Dataset items
•••
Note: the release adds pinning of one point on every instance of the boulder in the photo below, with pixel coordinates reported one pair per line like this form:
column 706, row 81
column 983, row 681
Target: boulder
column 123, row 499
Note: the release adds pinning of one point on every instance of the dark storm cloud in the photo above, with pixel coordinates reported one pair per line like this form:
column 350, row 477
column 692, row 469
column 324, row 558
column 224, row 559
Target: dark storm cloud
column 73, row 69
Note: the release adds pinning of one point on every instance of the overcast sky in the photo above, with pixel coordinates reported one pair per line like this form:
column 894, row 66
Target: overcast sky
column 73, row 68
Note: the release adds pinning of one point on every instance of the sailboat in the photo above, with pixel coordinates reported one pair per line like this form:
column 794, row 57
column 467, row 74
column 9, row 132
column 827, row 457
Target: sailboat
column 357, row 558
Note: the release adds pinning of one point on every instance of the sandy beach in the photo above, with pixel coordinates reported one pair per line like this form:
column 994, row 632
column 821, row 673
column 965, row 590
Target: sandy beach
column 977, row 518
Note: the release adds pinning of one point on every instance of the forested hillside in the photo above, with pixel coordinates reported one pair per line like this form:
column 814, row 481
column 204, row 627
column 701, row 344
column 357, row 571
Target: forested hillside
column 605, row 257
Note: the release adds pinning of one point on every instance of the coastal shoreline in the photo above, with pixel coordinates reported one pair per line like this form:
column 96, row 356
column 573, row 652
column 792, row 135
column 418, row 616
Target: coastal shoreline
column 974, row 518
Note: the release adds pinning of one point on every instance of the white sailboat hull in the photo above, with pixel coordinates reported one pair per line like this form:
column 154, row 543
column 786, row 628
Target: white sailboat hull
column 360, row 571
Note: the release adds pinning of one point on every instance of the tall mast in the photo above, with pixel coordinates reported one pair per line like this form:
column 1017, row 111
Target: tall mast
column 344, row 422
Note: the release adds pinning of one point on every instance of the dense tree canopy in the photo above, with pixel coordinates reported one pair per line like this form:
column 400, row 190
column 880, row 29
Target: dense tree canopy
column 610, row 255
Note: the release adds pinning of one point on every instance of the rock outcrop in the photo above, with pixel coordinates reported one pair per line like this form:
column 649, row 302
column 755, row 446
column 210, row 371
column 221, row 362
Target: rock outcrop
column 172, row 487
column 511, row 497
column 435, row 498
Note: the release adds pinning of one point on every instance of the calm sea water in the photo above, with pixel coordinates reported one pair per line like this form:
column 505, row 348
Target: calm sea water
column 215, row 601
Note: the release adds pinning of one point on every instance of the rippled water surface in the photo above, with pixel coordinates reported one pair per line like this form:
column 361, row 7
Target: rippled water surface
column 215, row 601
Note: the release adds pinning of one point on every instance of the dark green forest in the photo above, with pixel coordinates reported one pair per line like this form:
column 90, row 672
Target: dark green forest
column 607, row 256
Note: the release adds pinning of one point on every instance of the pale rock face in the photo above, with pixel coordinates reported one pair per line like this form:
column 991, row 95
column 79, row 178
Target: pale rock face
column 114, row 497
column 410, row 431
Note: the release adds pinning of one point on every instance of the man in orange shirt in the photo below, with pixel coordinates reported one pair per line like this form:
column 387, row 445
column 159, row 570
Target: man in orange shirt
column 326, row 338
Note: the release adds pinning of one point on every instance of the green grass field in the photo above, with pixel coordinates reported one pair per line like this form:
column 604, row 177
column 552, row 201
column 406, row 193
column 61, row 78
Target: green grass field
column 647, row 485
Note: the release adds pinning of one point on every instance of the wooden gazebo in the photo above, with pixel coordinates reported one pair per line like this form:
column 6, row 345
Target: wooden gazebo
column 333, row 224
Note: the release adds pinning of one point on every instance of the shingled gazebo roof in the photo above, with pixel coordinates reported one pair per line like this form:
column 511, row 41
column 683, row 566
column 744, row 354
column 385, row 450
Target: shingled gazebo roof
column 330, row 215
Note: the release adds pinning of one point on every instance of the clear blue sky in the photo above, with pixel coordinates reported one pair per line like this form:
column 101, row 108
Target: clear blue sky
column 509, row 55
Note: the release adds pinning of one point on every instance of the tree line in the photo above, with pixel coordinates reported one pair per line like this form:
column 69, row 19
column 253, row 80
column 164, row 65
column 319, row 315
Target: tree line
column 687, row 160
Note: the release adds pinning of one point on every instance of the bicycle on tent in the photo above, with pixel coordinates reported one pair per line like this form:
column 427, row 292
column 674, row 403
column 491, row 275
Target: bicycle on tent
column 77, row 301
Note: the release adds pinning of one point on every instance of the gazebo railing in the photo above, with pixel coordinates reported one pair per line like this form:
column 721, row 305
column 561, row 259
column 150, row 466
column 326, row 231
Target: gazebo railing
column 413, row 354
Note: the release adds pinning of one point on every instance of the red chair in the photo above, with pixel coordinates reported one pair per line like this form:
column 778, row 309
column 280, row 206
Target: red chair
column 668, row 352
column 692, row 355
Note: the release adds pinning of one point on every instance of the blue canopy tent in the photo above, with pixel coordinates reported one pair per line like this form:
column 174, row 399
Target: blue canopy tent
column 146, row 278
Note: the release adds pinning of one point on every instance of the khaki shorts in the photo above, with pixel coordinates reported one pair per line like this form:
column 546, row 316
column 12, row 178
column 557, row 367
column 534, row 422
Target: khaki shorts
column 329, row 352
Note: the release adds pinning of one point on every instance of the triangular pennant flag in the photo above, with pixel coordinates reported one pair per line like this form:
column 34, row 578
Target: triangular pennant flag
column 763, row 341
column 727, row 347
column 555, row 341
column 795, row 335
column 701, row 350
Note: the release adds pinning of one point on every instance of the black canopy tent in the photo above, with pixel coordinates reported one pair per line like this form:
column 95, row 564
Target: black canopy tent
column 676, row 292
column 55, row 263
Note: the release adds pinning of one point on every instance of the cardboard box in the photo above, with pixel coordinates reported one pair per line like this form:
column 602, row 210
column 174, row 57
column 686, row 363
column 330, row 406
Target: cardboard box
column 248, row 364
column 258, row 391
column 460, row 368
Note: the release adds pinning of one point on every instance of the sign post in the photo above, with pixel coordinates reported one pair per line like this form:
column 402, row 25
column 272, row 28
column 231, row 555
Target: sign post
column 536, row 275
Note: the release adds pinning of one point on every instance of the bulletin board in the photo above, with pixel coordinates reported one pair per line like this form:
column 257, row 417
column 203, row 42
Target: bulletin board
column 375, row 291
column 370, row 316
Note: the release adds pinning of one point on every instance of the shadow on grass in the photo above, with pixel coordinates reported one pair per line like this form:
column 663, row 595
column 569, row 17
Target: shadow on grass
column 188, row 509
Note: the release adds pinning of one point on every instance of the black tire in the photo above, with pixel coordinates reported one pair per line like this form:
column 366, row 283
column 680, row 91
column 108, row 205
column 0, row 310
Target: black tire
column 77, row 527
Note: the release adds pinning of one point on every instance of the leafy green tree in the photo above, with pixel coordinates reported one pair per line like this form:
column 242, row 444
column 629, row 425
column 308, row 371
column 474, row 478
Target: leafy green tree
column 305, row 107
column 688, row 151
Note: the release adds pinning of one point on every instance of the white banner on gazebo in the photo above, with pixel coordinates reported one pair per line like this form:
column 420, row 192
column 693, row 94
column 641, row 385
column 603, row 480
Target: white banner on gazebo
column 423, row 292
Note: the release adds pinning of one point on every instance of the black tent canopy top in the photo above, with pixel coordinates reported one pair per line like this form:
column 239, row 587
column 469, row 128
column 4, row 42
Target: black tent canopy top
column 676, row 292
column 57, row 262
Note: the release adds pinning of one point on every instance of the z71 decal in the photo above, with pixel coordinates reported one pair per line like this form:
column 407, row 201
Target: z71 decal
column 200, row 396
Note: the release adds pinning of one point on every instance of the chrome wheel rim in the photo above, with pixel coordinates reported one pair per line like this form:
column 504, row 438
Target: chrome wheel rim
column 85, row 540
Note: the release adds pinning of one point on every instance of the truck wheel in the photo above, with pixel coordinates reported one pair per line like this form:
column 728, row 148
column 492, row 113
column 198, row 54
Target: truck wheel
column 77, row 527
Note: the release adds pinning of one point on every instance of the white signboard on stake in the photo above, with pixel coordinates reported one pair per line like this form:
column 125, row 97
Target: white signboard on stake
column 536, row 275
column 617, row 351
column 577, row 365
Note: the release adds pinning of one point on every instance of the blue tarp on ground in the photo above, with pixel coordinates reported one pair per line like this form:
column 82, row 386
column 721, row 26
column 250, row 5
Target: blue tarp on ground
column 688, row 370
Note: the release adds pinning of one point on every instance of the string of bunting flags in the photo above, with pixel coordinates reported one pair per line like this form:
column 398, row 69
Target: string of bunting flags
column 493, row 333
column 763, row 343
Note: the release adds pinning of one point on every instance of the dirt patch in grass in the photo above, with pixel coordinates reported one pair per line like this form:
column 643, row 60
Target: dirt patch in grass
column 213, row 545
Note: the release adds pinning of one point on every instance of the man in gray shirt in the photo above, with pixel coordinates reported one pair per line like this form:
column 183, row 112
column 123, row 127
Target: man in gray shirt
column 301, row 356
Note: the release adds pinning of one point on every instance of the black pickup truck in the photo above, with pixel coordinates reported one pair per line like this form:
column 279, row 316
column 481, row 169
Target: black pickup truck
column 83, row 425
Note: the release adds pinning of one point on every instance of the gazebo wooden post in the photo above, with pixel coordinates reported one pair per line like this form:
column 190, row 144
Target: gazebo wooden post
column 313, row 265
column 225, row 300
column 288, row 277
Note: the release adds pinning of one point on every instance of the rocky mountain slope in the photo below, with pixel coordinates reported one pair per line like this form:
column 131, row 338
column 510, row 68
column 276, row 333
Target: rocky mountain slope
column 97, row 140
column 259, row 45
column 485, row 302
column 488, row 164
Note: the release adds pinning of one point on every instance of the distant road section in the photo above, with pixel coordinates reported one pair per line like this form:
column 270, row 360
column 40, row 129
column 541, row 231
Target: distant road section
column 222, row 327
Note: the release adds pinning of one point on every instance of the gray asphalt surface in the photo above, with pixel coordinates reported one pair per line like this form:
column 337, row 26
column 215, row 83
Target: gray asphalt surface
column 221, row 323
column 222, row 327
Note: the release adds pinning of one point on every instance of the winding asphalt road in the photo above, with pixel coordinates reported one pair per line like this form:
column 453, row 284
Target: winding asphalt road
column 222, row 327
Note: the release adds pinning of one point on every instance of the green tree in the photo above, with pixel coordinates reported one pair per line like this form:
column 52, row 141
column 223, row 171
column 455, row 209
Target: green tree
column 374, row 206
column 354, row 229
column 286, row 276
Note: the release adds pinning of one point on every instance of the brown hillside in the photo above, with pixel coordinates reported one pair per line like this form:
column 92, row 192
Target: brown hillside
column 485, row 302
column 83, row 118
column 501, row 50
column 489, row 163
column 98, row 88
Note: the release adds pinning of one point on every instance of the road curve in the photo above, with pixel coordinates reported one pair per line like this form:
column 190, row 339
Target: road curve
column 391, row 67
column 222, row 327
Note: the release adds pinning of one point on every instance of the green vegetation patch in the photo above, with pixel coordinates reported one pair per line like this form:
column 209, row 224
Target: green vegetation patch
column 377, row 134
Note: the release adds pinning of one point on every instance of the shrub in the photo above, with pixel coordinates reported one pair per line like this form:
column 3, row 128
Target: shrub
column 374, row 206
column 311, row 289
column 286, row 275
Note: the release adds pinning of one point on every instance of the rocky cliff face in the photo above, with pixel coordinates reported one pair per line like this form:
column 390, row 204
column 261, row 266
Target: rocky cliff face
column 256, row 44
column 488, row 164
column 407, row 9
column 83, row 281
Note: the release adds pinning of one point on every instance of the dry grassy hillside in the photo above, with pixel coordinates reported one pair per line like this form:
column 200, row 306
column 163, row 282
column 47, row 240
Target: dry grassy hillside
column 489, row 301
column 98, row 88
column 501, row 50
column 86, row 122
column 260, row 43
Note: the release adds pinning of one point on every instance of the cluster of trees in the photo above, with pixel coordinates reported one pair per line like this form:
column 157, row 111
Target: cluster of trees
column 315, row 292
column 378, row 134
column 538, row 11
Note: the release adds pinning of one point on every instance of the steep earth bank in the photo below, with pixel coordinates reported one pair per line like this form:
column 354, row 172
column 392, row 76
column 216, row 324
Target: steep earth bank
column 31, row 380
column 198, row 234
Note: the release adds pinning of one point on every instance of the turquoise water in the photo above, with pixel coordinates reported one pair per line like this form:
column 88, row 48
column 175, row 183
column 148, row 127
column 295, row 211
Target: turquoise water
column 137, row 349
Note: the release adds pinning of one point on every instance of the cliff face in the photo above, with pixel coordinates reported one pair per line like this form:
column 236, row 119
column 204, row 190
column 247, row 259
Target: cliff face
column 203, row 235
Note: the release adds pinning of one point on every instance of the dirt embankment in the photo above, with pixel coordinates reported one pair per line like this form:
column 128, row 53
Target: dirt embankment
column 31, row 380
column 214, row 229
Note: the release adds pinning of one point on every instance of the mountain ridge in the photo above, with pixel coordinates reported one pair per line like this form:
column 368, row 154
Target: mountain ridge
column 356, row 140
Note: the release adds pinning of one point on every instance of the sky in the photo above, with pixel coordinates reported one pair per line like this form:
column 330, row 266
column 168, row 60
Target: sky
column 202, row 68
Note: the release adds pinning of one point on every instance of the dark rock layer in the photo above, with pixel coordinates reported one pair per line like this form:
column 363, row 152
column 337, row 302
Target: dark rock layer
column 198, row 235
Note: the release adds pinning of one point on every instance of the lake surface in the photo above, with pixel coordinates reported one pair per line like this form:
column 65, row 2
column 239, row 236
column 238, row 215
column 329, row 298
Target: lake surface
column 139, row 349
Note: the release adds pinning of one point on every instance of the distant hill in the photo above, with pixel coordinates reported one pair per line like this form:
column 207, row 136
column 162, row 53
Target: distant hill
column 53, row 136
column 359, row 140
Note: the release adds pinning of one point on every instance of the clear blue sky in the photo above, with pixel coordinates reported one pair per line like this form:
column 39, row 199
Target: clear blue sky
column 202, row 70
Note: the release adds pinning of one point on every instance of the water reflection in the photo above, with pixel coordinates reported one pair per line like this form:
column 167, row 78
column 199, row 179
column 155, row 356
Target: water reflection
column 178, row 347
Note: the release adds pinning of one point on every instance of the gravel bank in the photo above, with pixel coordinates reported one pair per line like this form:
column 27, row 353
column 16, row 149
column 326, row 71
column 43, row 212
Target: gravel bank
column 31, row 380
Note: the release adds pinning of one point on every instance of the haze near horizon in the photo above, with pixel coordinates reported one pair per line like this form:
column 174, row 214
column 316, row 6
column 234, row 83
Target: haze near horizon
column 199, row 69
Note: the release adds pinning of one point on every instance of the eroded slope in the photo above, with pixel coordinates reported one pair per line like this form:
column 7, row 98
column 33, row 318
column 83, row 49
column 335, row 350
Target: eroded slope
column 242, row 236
•••
From the line with "of the lake" to the last line of the material, give every line again exactly, and only those lines.

SOLUTION TO THIS PROBLEM
Note: the release adds pinning of one point on every instance of the lake surface in the photo above, with pixel coordinates reported one pair per line like this form:
column 65, row 2
column 239, row 236
column 238, row 215
column 329, row 298
Target: lake surface
column 139, row 349
Note: the release adds pinning of one point on every instance of the distant hill in the photo above, with pixel coordinates reported one pair per line like this form:
column 207, row 136
column 162, row 53
Target: distant hill
column 53, row 136
column 359, row 140
Note: the release adds pinning of one point on every instance of the clear blue sky in the photo above, with pixel coordinates reported one pair per line like this form:
column 39, row 199
Target: clear blue sky
column 202, row 70
Note: the release adds pinning of one point on every instance of the water reflection in the photo above, with pixel coordinates reported one pair per line like this form:
column 167, row 78
column 199, row 179
column 155, row 356
Target: water reflection
column 178, row 347
Note: the release adds pinning of one point on every instance of the gravel bank in the photo above, with pixel coordinates reported one pair per line like this form:
column 27, row 353
column 16, row 149
column 326, row 71
column 43, row 212
Target: gravel bank
column 31, row 380
Note: the release adds pinning of one point on every instance of the haze near horizon in the photo above, with pixel coordinates reported one pair per line like this form:
column 174, row 214
column 316, row 6
column 234, row 83
Target: haze near horizon
column 199, row 69
Note: the release adds pinning of one point on every instance of the eroded slope in the photo above, with pixel coordinates reported one pair per line like this form:
column 7, row 98
column 33, row 318
column 83, row 49
column 335, row 350
Target: eroded slope
column 242, row 236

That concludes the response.